BEGIN

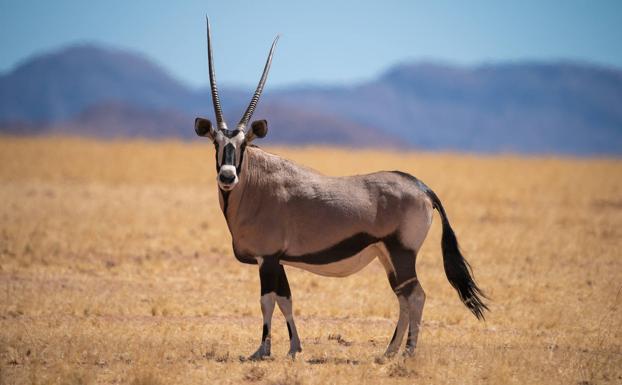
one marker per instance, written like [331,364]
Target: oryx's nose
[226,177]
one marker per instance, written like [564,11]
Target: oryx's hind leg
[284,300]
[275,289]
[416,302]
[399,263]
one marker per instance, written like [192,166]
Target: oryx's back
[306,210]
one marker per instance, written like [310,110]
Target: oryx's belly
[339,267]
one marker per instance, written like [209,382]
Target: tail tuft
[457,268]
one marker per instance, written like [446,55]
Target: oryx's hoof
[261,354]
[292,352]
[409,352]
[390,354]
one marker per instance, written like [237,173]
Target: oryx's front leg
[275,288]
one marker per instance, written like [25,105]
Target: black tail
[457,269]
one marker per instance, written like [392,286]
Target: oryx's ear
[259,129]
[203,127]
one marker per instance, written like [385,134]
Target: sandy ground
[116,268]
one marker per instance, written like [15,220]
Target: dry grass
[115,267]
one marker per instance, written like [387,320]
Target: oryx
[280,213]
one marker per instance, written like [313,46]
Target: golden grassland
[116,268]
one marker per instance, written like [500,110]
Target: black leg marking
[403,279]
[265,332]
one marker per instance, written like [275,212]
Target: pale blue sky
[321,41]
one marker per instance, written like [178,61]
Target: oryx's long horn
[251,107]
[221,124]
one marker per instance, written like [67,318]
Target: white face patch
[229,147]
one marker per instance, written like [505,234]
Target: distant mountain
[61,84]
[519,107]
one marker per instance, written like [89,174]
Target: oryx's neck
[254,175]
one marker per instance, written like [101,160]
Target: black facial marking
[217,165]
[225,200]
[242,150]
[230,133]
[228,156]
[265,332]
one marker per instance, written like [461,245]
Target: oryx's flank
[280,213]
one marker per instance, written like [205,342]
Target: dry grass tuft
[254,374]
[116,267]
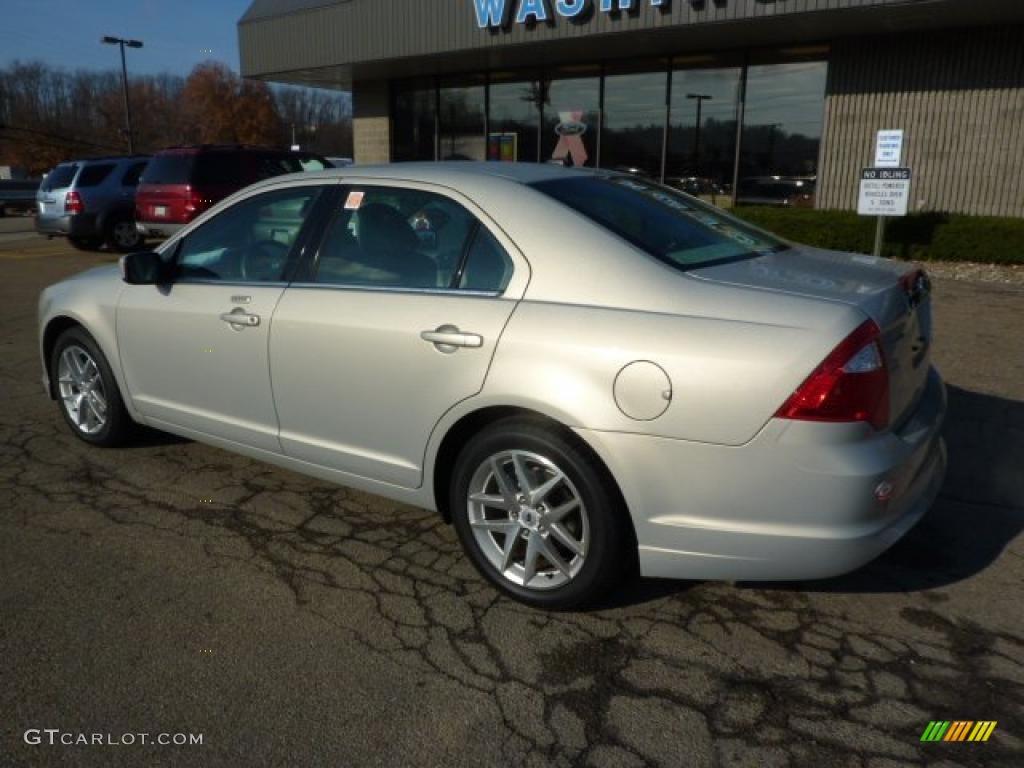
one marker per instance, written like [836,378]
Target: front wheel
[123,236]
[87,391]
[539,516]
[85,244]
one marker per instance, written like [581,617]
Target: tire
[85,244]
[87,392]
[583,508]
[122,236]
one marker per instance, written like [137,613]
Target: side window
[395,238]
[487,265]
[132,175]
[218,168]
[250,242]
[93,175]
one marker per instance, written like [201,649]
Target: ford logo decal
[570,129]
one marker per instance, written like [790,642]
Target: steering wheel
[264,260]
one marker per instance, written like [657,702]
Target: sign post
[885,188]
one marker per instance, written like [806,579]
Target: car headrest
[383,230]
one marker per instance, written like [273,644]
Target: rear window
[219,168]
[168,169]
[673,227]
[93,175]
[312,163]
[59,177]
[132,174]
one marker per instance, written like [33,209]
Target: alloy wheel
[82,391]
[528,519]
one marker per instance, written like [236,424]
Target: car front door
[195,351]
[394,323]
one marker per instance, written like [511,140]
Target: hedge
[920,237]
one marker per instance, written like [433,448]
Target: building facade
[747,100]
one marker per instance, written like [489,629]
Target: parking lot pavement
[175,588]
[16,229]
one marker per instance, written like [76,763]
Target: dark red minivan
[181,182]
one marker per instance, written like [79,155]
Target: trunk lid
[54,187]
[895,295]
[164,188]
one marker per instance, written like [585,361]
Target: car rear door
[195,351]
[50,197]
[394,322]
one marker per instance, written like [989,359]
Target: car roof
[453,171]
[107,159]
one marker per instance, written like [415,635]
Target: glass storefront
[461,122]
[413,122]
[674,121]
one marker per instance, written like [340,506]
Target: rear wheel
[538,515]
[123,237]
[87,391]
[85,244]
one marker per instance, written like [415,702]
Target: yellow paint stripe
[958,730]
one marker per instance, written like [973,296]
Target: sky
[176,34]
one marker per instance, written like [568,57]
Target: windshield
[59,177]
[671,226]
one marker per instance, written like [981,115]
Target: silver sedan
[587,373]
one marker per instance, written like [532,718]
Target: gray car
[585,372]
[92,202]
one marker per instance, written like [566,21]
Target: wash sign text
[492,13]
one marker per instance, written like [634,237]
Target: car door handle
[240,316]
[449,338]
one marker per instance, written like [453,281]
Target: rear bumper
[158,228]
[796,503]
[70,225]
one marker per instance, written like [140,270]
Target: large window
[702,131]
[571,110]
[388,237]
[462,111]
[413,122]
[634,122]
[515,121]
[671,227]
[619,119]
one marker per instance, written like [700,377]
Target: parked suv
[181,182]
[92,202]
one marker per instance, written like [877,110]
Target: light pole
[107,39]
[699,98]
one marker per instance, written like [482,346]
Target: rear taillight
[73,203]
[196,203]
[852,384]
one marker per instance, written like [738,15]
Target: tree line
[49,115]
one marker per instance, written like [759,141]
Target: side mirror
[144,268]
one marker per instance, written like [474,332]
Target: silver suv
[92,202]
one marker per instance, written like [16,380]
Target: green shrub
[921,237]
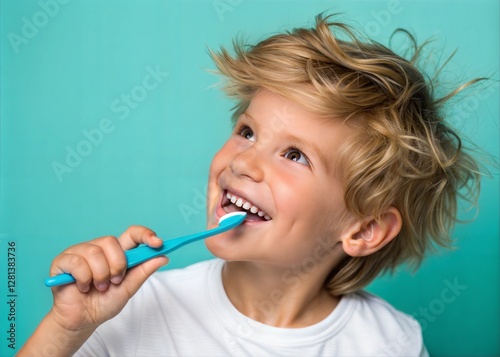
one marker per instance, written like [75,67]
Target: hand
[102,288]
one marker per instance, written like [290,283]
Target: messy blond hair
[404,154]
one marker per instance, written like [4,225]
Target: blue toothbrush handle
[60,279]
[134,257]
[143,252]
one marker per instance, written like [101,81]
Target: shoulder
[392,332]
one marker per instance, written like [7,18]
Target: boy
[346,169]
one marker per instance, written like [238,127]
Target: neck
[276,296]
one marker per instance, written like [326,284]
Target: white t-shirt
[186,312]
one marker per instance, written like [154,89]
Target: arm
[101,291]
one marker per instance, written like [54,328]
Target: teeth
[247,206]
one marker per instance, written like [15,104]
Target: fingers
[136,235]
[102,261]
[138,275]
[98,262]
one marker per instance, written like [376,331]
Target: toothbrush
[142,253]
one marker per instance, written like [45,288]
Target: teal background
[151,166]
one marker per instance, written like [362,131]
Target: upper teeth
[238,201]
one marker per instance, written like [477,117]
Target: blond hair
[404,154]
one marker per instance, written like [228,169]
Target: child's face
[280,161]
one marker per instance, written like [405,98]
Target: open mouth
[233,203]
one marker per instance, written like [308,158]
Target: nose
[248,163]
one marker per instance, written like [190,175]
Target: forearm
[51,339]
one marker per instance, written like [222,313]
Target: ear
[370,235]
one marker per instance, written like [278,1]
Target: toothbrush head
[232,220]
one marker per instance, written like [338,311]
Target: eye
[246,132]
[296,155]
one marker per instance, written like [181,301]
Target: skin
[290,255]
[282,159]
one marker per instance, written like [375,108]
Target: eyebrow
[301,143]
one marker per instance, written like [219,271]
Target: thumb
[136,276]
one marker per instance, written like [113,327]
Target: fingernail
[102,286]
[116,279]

END
BEGIN

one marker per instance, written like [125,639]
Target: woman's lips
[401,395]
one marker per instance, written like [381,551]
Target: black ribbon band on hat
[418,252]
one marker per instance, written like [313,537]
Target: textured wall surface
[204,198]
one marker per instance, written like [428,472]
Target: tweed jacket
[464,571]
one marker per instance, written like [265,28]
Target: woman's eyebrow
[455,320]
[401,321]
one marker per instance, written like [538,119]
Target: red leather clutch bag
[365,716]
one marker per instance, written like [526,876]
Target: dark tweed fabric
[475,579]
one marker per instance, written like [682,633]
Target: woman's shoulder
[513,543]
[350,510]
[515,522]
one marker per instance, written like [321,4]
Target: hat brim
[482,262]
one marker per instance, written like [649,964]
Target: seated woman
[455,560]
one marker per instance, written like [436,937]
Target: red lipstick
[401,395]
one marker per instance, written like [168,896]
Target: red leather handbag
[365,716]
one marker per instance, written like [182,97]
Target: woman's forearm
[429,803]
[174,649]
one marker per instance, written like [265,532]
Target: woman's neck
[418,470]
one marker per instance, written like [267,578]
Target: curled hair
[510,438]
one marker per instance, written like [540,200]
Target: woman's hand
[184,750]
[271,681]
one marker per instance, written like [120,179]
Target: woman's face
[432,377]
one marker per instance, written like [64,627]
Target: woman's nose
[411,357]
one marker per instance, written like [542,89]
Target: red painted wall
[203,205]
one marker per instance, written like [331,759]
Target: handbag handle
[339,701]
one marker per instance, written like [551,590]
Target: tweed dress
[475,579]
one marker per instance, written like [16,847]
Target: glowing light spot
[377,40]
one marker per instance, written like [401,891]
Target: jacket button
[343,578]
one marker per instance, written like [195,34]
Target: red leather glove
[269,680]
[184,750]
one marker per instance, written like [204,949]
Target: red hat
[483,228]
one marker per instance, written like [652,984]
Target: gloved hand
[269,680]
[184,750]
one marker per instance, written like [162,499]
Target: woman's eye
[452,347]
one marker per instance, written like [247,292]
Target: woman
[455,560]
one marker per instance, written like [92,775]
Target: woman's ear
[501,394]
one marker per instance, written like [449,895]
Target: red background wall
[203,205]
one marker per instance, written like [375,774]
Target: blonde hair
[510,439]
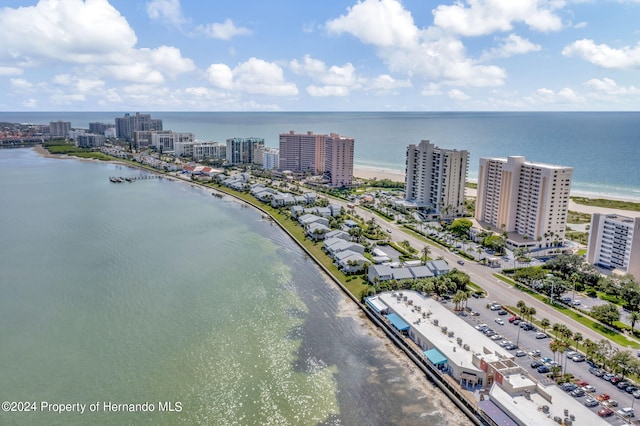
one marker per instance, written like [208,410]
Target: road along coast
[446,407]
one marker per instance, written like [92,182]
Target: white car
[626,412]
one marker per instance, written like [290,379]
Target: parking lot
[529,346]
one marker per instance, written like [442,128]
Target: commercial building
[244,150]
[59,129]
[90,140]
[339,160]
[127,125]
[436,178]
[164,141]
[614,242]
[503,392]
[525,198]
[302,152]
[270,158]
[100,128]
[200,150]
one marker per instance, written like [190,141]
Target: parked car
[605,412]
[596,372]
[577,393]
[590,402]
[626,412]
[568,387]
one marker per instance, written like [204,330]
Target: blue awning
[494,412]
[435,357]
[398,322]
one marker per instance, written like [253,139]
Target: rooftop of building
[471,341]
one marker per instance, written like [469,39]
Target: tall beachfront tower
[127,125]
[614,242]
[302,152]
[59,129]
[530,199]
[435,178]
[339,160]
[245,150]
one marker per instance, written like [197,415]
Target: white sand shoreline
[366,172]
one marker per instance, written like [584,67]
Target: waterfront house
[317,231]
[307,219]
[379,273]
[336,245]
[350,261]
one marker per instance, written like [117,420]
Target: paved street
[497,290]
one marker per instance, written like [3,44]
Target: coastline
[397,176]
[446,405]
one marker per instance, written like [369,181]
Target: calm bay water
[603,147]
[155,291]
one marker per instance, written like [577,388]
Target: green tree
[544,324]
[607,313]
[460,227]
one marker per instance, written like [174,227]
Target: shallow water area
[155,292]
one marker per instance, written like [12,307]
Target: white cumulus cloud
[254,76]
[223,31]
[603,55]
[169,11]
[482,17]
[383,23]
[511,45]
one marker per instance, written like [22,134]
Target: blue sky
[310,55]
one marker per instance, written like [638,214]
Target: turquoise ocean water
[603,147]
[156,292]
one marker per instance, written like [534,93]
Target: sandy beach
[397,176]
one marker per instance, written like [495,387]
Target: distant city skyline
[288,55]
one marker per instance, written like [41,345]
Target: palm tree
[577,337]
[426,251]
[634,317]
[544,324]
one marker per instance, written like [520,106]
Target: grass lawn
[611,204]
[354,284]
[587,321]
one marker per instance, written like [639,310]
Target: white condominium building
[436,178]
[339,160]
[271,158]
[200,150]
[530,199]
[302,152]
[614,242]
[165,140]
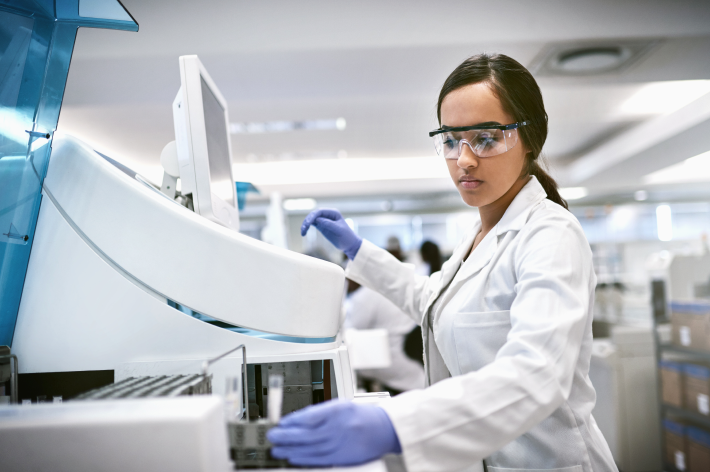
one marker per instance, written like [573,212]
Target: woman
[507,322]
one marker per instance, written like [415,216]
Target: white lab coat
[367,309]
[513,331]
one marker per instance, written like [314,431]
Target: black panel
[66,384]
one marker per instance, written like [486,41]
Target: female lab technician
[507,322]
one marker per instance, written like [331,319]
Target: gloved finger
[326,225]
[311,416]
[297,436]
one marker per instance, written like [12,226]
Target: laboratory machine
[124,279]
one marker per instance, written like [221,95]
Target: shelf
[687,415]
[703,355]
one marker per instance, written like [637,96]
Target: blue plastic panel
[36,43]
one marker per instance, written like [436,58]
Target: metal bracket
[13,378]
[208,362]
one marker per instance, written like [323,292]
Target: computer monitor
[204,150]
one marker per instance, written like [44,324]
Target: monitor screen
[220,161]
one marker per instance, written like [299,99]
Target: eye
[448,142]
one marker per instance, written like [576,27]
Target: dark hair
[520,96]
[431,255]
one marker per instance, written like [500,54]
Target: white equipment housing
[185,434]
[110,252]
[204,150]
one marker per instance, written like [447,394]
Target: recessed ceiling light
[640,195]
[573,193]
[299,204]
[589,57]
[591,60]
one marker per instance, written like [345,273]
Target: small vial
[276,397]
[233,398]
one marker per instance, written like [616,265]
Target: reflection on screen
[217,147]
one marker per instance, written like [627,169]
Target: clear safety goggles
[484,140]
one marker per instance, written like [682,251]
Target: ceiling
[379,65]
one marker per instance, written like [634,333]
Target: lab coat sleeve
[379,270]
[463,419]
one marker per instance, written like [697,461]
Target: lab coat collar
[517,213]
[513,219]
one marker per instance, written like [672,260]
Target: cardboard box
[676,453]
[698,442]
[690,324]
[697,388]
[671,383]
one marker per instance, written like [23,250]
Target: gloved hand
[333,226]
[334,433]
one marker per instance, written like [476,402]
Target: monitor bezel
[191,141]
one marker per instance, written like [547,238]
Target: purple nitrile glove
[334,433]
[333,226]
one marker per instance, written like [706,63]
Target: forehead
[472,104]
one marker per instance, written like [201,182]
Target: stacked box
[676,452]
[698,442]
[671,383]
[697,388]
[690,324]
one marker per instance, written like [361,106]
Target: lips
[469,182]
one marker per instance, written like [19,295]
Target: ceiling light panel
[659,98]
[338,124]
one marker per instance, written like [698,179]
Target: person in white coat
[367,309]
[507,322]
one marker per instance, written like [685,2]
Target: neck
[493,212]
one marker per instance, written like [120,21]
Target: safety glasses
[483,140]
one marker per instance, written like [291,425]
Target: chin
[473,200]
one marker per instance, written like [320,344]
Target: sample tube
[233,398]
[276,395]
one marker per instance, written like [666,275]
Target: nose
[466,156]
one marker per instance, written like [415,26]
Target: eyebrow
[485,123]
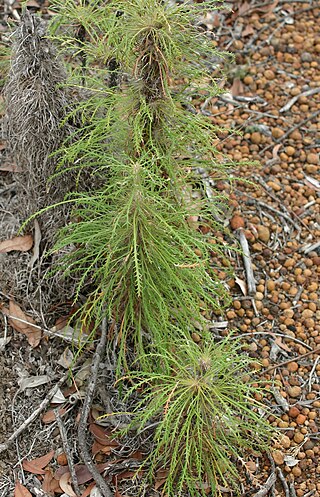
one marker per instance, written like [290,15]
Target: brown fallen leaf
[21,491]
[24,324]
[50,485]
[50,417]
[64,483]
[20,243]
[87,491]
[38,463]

END

== WHAT THE EXERCISE ASKS ==
List every line of the records that contains the word "coat", matching case exactly.

== WRITTEN SOLUTION ==
Target: white lab coat
Target: lab coat sleeve
Target: lab coat collar
Target: person in white coat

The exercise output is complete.